→ **STATED TASK**:
Starting at the line that contains "Mark the region of each instance of the player's right arm" and ending after the line that contains "POLYGON ((72 65, 66", give those lines again word for word.

━━━━━━━━━━

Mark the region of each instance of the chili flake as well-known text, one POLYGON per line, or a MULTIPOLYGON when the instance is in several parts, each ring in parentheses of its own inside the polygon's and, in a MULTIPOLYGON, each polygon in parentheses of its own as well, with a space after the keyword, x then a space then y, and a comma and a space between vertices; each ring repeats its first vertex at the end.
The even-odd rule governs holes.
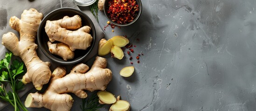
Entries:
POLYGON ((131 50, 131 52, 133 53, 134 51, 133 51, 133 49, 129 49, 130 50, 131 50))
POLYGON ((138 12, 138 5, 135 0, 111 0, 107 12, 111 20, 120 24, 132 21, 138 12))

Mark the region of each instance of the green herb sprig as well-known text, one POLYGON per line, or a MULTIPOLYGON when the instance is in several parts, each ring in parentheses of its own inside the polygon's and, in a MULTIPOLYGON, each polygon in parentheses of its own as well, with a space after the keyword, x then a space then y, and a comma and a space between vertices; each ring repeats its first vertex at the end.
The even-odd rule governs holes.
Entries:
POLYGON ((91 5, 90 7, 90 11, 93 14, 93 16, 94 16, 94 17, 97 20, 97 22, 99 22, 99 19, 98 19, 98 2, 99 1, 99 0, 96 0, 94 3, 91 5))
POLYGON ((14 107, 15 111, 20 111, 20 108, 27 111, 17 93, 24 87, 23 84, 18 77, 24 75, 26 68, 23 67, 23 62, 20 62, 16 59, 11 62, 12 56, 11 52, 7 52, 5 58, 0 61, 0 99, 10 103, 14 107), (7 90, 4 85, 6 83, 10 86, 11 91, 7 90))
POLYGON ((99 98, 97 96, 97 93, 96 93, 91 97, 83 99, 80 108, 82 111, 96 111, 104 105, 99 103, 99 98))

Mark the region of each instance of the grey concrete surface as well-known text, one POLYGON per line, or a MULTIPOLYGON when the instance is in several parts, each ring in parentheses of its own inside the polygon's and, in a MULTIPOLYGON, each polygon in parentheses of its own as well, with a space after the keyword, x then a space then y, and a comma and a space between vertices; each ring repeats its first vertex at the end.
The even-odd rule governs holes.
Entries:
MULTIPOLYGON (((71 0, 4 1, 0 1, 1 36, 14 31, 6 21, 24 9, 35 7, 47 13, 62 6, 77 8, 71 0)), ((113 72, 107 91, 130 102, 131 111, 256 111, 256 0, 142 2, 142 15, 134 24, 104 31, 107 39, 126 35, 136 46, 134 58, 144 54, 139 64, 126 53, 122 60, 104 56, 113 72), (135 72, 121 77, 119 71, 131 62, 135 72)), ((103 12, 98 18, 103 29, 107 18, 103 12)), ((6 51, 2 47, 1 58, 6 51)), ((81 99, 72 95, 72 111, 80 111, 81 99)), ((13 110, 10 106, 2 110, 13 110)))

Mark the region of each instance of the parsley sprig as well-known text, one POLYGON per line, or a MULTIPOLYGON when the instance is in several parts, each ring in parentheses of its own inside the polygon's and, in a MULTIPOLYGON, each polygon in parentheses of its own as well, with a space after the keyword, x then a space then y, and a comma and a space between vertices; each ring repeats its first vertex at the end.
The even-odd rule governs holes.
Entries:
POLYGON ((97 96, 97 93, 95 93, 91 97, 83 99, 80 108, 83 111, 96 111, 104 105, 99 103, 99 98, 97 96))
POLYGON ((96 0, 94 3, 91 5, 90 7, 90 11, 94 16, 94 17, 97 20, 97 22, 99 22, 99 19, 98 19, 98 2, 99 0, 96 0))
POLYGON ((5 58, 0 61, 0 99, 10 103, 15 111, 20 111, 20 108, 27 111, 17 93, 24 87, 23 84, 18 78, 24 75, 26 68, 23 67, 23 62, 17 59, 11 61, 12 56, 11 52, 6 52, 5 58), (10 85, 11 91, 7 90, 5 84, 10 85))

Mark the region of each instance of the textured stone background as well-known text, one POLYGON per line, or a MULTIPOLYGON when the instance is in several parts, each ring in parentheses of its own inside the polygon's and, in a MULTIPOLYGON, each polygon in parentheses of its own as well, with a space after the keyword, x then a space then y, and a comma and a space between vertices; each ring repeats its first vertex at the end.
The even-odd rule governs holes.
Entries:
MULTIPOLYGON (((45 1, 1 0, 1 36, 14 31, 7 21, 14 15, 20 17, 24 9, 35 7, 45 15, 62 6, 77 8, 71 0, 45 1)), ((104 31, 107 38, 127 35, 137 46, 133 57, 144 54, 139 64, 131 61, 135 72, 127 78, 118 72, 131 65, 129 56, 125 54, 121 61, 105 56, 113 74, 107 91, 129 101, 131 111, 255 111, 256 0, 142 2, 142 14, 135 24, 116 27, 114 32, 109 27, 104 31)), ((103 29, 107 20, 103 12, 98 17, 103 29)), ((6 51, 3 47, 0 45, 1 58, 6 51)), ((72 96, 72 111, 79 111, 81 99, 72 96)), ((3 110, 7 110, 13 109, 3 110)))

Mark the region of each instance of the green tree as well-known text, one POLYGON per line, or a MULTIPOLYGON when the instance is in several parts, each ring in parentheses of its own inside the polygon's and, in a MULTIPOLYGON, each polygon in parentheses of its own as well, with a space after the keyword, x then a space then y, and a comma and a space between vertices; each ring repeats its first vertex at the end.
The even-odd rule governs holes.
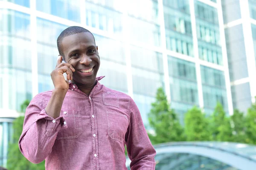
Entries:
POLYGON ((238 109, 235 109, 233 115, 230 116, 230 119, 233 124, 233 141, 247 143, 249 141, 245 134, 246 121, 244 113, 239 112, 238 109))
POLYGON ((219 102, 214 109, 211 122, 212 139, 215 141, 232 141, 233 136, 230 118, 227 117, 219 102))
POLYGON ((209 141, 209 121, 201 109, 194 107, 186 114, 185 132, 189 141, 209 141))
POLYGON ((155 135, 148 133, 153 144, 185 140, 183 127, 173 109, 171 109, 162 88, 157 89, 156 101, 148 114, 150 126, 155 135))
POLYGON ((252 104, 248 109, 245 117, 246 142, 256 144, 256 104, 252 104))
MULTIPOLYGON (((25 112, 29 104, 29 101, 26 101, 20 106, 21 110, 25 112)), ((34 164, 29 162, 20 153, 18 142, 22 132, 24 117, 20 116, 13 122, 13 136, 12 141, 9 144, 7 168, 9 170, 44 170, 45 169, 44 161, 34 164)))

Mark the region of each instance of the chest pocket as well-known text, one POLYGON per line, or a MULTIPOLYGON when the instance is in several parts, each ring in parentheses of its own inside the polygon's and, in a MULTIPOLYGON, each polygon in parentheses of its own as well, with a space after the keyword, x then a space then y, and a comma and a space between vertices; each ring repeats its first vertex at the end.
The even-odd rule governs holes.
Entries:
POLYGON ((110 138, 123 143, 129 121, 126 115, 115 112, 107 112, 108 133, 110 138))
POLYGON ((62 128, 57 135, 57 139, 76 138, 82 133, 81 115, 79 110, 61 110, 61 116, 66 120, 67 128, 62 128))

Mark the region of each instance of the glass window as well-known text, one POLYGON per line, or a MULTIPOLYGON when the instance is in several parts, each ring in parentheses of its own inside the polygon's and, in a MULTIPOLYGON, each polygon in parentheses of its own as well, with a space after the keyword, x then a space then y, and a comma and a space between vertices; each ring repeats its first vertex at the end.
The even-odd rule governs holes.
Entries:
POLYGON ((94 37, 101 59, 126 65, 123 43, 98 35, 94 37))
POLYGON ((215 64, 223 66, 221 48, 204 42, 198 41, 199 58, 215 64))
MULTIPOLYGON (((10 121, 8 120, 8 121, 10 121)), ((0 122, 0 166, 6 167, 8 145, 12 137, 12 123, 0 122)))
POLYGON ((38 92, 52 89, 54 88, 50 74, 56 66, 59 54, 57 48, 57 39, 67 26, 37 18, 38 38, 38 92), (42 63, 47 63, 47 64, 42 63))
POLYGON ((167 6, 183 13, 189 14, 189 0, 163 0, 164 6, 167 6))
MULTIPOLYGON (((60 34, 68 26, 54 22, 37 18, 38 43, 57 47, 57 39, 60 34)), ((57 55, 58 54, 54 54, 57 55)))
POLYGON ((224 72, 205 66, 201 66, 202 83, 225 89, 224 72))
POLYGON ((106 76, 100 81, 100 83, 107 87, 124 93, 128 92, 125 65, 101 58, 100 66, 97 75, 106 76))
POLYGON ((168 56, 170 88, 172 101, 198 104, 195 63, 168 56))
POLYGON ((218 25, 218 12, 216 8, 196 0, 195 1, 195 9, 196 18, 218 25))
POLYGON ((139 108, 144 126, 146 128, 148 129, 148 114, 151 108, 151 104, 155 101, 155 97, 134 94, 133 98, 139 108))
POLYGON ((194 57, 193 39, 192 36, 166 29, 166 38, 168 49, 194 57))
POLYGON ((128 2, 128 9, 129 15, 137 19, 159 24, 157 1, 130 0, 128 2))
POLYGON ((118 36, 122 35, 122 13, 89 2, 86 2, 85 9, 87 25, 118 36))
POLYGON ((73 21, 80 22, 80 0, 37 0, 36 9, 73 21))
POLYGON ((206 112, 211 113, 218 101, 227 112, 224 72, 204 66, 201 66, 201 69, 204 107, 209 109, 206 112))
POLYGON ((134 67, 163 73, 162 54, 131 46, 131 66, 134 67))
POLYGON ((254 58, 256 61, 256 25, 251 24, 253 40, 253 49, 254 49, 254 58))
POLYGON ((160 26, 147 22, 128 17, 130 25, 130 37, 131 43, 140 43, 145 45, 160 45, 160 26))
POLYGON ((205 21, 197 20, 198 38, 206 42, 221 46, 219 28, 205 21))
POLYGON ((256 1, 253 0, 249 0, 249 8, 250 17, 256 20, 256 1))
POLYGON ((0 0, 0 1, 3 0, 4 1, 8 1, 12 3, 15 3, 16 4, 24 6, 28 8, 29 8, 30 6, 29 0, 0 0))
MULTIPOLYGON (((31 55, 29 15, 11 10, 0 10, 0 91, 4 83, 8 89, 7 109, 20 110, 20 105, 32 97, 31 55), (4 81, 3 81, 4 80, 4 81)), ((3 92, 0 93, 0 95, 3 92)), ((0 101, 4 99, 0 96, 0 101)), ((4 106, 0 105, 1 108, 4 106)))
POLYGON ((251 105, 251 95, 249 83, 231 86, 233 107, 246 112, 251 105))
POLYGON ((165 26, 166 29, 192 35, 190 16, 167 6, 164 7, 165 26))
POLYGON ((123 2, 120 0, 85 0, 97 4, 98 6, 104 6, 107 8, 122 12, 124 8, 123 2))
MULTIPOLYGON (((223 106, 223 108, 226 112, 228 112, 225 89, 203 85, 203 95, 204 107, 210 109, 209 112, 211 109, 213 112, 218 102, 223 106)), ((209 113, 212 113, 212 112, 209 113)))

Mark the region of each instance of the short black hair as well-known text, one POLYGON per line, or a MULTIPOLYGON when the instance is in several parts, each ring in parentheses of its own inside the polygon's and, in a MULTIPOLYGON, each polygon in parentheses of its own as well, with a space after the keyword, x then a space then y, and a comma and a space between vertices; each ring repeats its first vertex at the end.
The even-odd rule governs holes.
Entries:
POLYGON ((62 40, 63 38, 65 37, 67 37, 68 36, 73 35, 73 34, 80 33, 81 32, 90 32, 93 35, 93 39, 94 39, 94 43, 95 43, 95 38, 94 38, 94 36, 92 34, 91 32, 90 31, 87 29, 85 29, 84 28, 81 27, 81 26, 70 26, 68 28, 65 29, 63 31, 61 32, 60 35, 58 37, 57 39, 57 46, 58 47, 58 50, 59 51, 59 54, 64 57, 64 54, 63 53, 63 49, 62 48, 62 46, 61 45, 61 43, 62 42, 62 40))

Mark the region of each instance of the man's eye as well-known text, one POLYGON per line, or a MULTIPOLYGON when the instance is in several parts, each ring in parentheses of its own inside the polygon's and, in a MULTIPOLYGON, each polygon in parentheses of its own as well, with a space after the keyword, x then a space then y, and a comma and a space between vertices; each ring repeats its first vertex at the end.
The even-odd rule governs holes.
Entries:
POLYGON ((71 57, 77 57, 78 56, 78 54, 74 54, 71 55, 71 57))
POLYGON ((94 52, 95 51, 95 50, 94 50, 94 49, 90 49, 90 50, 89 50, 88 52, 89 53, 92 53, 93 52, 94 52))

━━━━━━━━━━

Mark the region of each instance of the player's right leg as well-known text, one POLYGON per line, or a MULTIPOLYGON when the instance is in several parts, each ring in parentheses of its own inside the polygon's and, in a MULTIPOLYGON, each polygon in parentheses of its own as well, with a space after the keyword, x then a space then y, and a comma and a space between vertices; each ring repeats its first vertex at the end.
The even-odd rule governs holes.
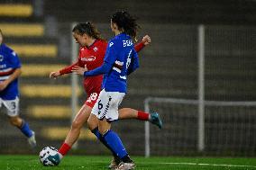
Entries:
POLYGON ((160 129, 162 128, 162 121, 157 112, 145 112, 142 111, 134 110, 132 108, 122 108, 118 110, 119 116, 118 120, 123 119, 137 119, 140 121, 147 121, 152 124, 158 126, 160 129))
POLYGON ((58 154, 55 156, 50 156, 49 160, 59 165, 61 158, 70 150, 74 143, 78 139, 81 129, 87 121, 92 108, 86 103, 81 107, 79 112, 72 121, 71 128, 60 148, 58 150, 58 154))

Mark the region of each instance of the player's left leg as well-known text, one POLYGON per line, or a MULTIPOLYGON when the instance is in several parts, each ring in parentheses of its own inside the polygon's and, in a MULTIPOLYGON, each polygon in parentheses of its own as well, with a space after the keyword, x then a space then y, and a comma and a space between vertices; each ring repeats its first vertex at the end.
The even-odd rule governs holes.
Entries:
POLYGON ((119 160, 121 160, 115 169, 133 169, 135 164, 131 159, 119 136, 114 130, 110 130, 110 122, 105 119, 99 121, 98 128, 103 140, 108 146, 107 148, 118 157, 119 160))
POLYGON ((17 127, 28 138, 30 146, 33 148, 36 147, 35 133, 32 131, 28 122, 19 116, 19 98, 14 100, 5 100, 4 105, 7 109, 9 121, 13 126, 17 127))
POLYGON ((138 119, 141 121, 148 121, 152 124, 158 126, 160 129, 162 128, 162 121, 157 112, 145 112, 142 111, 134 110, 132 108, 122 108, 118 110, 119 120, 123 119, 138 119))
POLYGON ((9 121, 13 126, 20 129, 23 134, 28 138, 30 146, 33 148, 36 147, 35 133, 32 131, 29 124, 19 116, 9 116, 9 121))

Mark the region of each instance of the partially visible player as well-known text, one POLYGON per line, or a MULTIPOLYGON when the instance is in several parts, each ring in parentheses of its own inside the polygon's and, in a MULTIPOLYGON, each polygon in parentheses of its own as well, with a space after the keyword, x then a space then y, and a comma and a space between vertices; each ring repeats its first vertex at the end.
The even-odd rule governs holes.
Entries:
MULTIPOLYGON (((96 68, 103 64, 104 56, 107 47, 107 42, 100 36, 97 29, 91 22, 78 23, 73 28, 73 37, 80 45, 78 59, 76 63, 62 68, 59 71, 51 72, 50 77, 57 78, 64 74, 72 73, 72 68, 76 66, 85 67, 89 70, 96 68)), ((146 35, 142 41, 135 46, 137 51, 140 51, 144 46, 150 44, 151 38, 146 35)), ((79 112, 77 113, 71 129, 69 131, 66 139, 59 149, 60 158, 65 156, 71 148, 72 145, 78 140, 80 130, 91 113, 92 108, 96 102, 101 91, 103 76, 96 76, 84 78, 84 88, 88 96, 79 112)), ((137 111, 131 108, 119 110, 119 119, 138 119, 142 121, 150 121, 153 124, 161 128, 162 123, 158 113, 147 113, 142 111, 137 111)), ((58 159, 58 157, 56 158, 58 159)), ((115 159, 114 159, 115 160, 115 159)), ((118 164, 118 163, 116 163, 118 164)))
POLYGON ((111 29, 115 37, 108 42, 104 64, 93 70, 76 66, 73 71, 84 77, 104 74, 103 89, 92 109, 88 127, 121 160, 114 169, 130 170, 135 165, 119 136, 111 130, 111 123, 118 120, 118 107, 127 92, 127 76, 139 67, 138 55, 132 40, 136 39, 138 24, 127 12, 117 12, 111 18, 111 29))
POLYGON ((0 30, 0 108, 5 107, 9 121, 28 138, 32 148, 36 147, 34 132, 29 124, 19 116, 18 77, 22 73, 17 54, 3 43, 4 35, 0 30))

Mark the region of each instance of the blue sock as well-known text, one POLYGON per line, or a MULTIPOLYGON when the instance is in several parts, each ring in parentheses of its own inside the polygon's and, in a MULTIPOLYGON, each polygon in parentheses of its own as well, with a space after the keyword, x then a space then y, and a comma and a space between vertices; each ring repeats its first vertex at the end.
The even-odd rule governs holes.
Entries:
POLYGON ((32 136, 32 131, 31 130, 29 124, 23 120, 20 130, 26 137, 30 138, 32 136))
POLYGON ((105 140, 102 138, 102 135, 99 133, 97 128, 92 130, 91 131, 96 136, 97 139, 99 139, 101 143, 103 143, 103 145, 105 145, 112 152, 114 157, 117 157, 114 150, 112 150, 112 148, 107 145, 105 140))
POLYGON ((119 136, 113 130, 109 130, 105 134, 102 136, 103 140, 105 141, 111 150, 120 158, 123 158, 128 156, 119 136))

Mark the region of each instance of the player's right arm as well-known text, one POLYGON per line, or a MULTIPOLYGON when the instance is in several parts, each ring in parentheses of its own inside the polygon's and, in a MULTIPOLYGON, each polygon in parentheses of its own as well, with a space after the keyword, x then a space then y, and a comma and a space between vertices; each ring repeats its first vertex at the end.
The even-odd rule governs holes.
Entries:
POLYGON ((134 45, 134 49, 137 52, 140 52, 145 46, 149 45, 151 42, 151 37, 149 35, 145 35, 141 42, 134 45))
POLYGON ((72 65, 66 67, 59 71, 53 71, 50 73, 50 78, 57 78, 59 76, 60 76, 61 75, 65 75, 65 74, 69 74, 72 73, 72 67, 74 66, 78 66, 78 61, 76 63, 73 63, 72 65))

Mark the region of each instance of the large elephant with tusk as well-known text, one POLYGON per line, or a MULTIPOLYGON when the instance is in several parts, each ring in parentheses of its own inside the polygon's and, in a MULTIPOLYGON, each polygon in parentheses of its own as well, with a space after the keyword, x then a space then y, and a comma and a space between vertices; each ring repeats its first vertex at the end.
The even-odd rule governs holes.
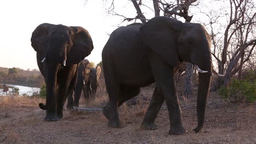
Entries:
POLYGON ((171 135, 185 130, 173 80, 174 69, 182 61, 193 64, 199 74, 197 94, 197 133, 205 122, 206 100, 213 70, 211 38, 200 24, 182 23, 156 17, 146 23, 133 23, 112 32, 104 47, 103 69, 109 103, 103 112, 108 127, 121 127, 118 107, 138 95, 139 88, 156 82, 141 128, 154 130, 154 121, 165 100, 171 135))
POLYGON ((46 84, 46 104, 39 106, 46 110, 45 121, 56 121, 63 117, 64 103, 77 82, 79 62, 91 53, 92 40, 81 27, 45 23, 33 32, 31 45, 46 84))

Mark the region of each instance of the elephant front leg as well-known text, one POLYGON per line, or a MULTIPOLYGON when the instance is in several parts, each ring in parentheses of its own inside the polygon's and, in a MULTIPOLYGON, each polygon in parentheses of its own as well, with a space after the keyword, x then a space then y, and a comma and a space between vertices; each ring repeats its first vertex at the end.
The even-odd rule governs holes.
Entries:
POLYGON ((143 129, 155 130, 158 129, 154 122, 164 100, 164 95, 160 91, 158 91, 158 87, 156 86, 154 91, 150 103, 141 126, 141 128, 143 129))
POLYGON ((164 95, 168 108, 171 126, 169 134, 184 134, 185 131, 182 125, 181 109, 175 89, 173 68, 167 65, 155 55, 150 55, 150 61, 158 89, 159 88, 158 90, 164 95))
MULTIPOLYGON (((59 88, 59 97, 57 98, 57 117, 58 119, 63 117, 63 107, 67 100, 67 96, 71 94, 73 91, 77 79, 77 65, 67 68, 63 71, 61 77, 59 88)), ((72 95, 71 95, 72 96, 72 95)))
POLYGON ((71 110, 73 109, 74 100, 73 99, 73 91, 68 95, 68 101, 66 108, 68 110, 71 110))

━━━━━━━━━━

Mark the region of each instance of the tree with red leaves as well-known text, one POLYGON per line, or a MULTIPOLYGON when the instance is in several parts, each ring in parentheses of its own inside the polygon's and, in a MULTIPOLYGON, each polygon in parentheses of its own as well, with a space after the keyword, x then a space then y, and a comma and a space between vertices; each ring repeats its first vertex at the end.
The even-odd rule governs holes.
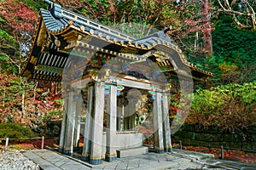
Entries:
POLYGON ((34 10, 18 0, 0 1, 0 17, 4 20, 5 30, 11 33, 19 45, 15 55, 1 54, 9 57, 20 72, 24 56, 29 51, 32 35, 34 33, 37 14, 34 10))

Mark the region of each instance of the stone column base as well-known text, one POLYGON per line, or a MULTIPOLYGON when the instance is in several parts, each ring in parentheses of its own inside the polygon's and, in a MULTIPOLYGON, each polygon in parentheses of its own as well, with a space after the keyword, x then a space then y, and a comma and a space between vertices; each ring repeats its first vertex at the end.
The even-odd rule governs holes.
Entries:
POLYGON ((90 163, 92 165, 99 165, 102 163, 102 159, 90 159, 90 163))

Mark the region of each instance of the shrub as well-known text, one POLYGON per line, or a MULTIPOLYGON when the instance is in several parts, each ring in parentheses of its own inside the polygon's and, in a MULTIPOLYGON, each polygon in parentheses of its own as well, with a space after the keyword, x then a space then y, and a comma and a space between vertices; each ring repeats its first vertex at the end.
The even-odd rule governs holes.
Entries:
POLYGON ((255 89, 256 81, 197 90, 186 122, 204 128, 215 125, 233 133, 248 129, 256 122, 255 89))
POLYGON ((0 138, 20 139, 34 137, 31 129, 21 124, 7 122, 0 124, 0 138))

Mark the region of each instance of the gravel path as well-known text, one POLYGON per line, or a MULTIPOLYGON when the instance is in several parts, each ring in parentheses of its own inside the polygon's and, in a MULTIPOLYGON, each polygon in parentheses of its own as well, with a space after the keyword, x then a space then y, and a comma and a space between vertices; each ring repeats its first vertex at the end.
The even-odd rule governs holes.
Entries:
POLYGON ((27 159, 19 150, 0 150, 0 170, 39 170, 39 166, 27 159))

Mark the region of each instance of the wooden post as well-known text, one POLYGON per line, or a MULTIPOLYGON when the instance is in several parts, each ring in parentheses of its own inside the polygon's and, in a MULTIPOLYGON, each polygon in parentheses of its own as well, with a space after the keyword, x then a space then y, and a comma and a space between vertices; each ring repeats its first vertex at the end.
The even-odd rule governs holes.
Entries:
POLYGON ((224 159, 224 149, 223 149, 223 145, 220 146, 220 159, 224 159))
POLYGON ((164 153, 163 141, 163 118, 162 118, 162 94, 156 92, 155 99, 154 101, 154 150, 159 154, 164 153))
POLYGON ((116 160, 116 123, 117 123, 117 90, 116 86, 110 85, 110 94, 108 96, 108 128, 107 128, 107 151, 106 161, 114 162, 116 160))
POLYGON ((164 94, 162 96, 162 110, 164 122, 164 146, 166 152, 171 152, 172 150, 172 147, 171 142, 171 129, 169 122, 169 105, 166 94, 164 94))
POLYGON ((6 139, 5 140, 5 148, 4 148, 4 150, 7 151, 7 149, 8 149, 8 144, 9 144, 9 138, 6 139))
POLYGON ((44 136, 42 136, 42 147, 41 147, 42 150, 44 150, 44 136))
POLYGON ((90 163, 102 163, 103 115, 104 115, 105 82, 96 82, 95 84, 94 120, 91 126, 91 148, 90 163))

━━━━━━━━━━

→ **ANSWER TO THE PROBLEM**:
Mark the region of each instance of the player's right arm as well-known text, one POLYGON per line, or a MULTIPOLYGON when the instance is in several parts, each ring in parentheses of its own inside the polygon's and, in a MULTIPOLYGON, each polygon in parentheses of its own as well, with a space after the keyword, x then a space then y, and a comma and a space between vertices; each ring repeats its first vertex at the end.
The even-odd rule governs holes.
Entries:
POLYGON ((134 45, 134 49, 137 52, 140 52, 145 46, 149 45, 151 42, 151 37, 149 35, 145 35, 141 42, 134 45))
POLYGON ((72 65, 66 67, 59 71, 53 71, 50 73, 50 78, 57 78, 59 76, 60 76, 61 75, 65 75, 65 74, 69 74, 72 73, 72 67, 74 66, 78 66, 78 61, 76 63, 73 63, 72 65))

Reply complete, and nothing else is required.